■ **Request 1**: Write out the part of the science maps passage below between "In the words" and "communication channel [9].", inclusive, word for word.
■ **Request 2**: Please extend the science maps passage below, beginning right after its last sentence.

■ **Document passage**:
━━━

The bibliometric data are very valuable to identify the scientific publications with the greatest impact in a given discipline, (i.e., Information Systems [1], Renewable Energy, Sustainability and Environment [2], to recognize different scientific fields and understand their internal dynamics and cognitive structure [3], either as an already consolidated research field or as an emerging discipline.

There are multiple methods and tools to visualize bibliometric information. For example, the distance-based, the graph-based or the time-based [4]. Mapping and clustering are also used to analyze the research fields of a scientific domain and the relationship between research fields and the evolution of the domain over time. As a tool, VOSViewer4 assures the comprehensive visualization of nodes labels on the map. These maps, called science maps, help to locate research results to explore collaborations and publication trends, to observe the evolution of a certain subject or discipline and for benchmarking activities between regions, countries, institutions, authors and disciplines [5]. However, the visualization must have the capacity to handle large amounts of data at a small and large scale. This reduces the visual search time, providing a better understanding of a complex data set. It also reveals relationships that otherwise would not be noticed, allowing a data set to be viewed simultaneously from several perspectives, aiding the formulation of hypotheses and being an effective source of communication [6].

Through the overlay of science maps, the research bodies can be located visually within the sciences, analyzing the scientific development of properly established disciplines, trends or emerging research topics that do not fit into traditional subject categories. This is achieved thanks to the existence or construction of a stable corpus on which another smaller body can be overlaid [7], producing intuitive comparisons, of greater interpretation and with the potential to be used in scientific analysis.

In its essence, science maps are matrices of similarity measures, calculated from the correlation between items of information present in the structure of scientific communication. In other words, they show the disciplinary structure of the sciences in terms of publications. The stable or base map is constructed with bibliographic data from a database that has a definite categorization of the sciences. The analysis made from the overlap will be conditioned by the size of the data selected for it.

In the words of Guzmán, “we can say that the analysis of information with science maps, supported by metric information studies, allows graphically representing the relationships between documents published by specific disciplines or scientific fields. These show the sub-areas of research in which the discipline has been focused over the years in order to identify, analyze and visualize the intellectual structure, as well as the temporal evolution in which the analyzed disciplines are being developed.” [8].

Based on the above, science maps contribute to the identification of emerging disciplines by categorizing the publications that constitute their scientific communication channel [9].

However, a very select group of specialists usually carries out the analysis of these research products, since the results obtained are not easy enough to understand for most of the scientific community that is interested in knowing in detail the paths and trends that their discipline is taking. Faced with this need, other visualization techniques, such as wordclouds [10], infographics [11] and dashboards [12] have been positioned in virtual media as an alternative for the research results to achieve greater diffusion beyond the borders of scientific communication channels [13]. Wordclouds are used mostly to visualize a data set collected from surveys or forms. Among its advantages are: (a) its ability to abstract towards the essential, identifying and grouping existing patterns in writing [10], (b) they help to provide a general sense of the text (the same visceral response does not occur when looking at a text page) through the analysis of sentiment [14], (c) they provide a quick response on possible topics of interest and research for their community [15], (d) the visual representation of data generates impact among the audience, stimulating more questions than answers, and (e) they allow to share the results of the research in a way that does not require a deep understanding of the technicalities. Its link with the bibliometric analysis can be established considering the keywords field as the set of data collected from users (researchers) in a form (submit manuscript).

━━━

■ **Raw data**:
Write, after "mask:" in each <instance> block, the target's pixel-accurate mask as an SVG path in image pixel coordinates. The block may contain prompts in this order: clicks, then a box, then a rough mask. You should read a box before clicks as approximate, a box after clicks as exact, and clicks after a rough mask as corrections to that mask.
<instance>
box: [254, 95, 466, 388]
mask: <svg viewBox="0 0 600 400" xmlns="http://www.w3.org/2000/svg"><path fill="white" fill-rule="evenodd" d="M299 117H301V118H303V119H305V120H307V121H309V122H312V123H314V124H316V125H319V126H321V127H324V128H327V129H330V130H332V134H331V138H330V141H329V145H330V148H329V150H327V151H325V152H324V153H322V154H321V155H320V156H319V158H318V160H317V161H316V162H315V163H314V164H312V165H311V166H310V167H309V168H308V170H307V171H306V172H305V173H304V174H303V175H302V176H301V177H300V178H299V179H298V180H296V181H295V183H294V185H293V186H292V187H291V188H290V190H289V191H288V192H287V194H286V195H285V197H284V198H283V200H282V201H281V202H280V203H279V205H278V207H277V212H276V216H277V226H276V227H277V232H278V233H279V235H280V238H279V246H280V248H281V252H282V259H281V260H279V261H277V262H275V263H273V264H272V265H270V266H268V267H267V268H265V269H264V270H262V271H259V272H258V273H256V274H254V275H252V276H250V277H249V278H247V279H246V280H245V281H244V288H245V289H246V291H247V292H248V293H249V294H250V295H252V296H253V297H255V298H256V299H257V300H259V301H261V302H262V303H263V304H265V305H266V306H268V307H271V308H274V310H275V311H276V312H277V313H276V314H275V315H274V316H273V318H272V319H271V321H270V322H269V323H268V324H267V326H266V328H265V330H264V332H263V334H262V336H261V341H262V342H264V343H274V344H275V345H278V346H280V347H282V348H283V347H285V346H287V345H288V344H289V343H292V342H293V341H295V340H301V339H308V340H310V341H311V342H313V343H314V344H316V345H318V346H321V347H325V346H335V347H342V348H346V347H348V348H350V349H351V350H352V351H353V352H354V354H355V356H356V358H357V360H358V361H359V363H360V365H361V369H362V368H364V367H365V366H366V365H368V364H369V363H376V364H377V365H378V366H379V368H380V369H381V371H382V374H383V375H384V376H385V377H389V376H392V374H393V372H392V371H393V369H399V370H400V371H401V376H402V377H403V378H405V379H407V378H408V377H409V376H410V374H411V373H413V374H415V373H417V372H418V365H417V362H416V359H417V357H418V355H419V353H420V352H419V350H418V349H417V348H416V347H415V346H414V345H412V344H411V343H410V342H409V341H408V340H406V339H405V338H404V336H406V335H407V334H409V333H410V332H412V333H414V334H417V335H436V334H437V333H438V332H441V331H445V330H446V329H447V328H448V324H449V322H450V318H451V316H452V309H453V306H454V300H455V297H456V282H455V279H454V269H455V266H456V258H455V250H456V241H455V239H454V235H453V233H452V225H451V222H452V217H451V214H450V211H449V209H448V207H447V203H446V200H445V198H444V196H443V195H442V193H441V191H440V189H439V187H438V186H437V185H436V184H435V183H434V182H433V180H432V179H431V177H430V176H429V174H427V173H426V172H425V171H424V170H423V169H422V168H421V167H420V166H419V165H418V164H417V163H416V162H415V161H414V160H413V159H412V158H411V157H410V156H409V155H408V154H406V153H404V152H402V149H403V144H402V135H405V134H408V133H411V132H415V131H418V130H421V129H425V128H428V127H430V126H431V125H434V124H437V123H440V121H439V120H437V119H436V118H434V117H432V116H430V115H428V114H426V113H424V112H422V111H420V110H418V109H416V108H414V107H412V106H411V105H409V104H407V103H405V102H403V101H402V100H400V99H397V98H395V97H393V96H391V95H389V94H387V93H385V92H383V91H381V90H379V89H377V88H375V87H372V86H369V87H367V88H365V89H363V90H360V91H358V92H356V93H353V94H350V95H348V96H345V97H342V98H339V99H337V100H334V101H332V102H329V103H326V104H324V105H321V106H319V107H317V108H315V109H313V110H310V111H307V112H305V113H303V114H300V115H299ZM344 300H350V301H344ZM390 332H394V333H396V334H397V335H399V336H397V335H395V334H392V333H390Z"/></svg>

━━━

■ **Answer box 1**:
In the words of Guzmán, “we can say that the analysis of information with science maps, supported by metric information studies, allows graphically representing the relationships between documents published by specific disciplines or scientific fields. These show the sub-areas of research in which the discipline has been focused over the years in order to identify, analyze and visualize the intellectual structure, as well as the temporal evolution in which the analyzed disciplines are being developed.” [8].

Based on the above, science maps contribute to the identification of emerging disciplines by categorizing the publications that constitute their scientific communication channel [9].

■ **Answer box 2**:
This study combines the use of the mapping overlay technique with the visualization of terms in wordclouds to represent the research fronts of a subject, in this case, the e-learning emerging discipline. The aim is to determine if this technique combination produces more intuitive, dynamic and easily accessible results for researchers and non-researchers.


2. Mapping a research field

To perform the research field mapping, we must first establish a body of documents to perform the bibliometric analysis, ensuring access to the bibliometric data of this set of publications. To analyze the e-learning case, we started with the methodology and findings of Tibaná-Herrera and others [9] for the subject categorization.

Secondly, the subject research fronts are identified, which determine the consolidation of the different tendencies over time that have contributed to the development and growth of the subject in scientific communications [16]. We propose the use of wordclouds composed of keywords [17], to visualize the research fronts of the field due to its representation capacity and rapid appropriation of the community to which it is presented.

2.1. Establishment of the body of documents

We start from the base that every research field has a set of scientific communications that contribute to the development of the subject. To identify these communications and analyze them, the subsequent steps can be followed:

  1. Step 1. Definition of descriptors. It is about knowing all those terms present in the primary scientific literature with which the subject has been described. As expected, we start from a core term, which is generally the same as the research field. With this term, all the publications whose title, summary and keywords include the core term are identified in a comprehensible database.

E-learning case

  • Core term: e-learning

  • Data source: SCOPUS, database that indexes mostly journals and conference proceedings [18].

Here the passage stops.